EXERCISE REQUIREMENTS
Only the lines below starting at the one that contains "point | a marker on each instance of the black sleeve" and ending at the one that contains "target | woman's arm" are to be reproduced, exactly and with both ends kept.
-- INFORMATION PROVIDED follows --
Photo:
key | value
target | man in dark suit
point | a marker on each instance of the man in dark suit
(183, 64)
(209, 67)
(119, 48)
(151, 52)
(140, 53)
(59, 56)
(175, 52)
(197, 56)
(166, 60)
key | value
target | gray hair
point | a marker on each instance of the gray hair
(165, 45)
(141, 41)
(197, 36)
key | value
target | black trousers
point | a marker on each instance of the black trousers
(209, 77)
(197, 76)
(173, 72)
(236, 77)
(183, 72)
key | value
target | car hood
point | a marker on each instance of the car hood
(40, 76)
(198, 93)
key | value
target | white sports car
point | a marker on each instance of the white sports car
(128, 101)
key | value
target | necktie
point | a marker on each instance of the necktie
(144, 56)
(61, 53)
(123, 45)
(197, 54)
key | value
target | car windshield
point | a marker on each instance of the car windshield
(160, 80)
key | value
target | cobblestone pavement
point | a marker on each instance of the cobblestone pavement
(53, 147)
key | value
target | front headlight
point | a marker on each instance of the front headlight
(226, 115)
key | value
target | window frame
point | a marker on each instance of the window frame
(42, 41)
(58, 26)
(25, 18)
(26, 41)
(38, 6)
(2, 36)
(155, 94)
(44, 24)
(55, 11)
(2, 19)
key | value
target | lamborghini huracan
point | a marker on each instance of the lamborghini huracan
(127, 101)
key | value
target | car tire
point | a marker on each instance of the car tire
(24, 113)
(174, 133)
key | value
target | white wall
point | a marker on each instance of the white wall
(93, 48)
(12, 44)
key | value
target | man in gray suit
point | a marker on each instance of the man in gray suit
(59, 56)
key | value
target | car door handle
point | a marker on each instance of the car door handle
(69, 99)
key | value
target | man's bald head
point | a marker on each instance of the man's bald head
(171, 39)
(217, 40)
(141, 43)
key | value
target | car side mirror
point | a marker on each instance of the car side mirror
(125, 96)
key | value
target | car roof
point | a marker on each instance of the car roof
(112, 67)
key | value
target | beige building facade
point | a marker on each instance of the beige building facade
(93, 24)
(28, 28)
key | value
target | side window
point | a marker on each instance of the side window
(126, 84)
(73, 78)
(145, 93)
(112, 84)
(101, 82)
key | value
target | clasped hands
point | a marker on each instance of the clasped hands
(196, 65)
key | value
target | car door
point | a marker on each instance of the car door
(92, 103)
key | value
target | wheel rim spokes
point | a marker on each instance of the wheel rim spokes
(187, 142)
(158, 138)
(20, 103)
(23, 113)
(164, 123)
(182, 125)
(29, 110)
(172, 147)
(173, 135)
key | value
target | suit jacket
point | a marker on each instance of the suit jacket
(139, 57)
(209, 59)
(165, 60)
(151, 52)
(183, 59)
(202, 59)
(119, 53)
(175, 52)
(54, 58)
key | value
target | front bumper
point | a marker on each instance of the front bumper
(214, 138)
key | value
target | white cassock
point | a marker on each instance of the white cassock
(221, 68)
-- INFORMATION PROVIDED concluded --
-- INFORMATION PROVIDED follows --
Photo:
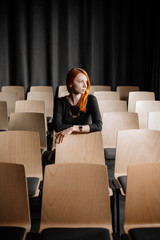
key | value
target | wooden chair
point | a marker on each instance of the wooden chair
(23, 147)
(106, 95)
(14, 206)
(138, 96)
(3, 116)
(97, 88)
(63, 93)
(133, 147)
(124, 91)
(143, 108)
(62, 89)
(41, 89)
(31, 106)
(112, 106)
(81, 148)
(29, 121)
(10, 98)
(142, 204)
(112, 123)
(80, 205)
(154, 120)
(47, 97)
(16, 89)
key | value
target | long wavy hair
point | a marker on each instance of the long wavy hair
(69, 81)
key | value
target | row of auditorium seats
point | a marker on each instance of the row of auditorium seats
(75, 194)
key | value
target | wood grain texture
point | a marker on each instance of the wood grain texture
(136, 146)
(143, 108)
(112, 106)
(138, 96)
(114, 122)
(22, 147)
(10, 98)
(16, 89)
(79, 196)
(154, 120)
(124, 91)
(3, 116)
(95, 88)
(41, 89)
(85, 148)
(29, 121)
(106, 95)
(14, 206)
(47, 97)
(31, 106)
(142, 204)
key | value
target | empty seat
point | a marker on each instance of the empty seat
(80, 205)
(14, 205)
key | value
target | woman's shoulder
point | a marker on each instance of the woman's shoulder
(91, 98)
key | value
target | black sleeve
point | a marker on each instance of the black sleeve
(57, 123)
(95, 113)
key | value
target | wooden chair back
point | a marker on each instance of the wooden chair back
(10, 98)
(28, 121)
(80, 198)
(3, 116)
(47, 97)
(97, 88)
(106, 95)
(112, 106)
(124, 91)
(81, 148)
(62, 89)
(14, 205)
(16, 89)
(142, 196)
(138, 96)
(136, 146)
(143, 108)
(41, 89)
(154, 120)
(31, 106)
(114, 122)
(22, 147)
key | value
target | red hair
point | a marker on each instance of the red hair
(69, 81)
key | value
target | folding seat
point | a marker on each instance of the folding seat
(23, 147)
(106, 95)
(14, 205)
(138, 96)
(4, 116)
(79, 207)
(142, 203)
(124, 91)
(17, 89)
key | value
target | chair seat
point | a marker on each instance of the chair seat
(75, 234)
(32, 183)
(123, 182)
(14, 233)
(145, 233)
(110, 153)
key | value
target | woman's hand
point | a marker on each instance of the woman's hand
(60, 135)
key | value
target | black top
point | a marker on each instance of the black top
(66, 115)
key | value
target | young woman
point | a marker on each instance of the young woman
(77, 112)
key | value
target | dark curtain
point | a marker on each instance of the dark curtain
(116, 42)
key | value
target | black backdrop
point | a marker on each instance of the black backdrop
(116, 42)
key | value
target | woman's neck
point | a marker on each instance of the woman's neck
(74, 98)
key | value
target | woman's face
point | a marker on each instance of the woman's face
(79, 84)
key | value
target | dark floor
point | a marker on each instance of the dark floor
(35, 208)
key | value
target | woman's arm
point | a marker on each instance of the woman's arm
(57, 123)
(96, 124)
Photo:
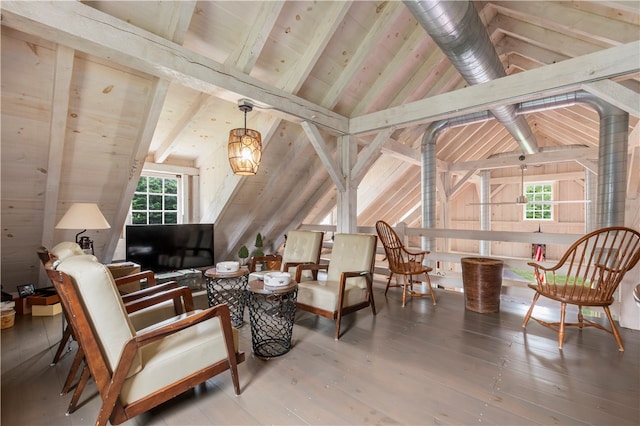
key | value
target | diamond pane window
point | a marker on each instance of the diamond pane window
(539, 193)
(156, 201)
-- INFORMATION PROVIDED concluded --
EXERCISE RESPONSE
point | a marker on each instance of the black sleeve
(57, 123)
(95, 113)
key | value
target | wooden chair back
point | a marker on each instance of the wooden chair back
(10, 98)
(28, 121)
(80, 198)
(3, 116)
(47, 97)
(97, 88)
(106, 95)
(112, 106)
(124, 91)
(81, 148)
(62, 89)
(14, 205)
(16, 89)
(142, 196)
(138, 96)
(136, 146)
(143, 108)
(41, 89)
(154, 120)
(31, 106)
(114, 122)
(22, 147)
key | value
target | red hair
point | a marker on each instance of the red hair
(69, 81)
key | value
target | folding seat
point | a marker on each instance of the folding seat
(23, 147)
(106, 95)
(14, 205)
(138, 96)
(4, 116)
(79, 207)
(142, 203)
(124, 91)
(17, 89)
key | value
target | chair seat
point | a marker on each instance of the chair seat
(75, 234)
(32, 183)
(123, 182)
(14, 233)
(145, 233)
(110, 153)
key | value
target | woman's hand
point | a marker on each instance of the woman's hand
(60, 135)
key | value
target | black top
point | a marker on each instance of the black top
(66, 115)
key | value
target | young woman
point | a marker on each instance of the young woman
(77, 112)
key | value
target | dark curtain
point | a marker on each instance of the dark curtain
(116, 42)
key | value
target | black backdrop
point | a marker on each instance of the black backdrop
(116, 42)
key | value
target | woman's neck
point | a marker on each instance of the woman's neck
(74, 98)
key | value
target | woman's face
point | a marker on each instance of the woman's face
(79, 84)
key | value
target | dark floor
point | a marker on each instance of the dark floor
(35, 208)
key | value
target | woman's arm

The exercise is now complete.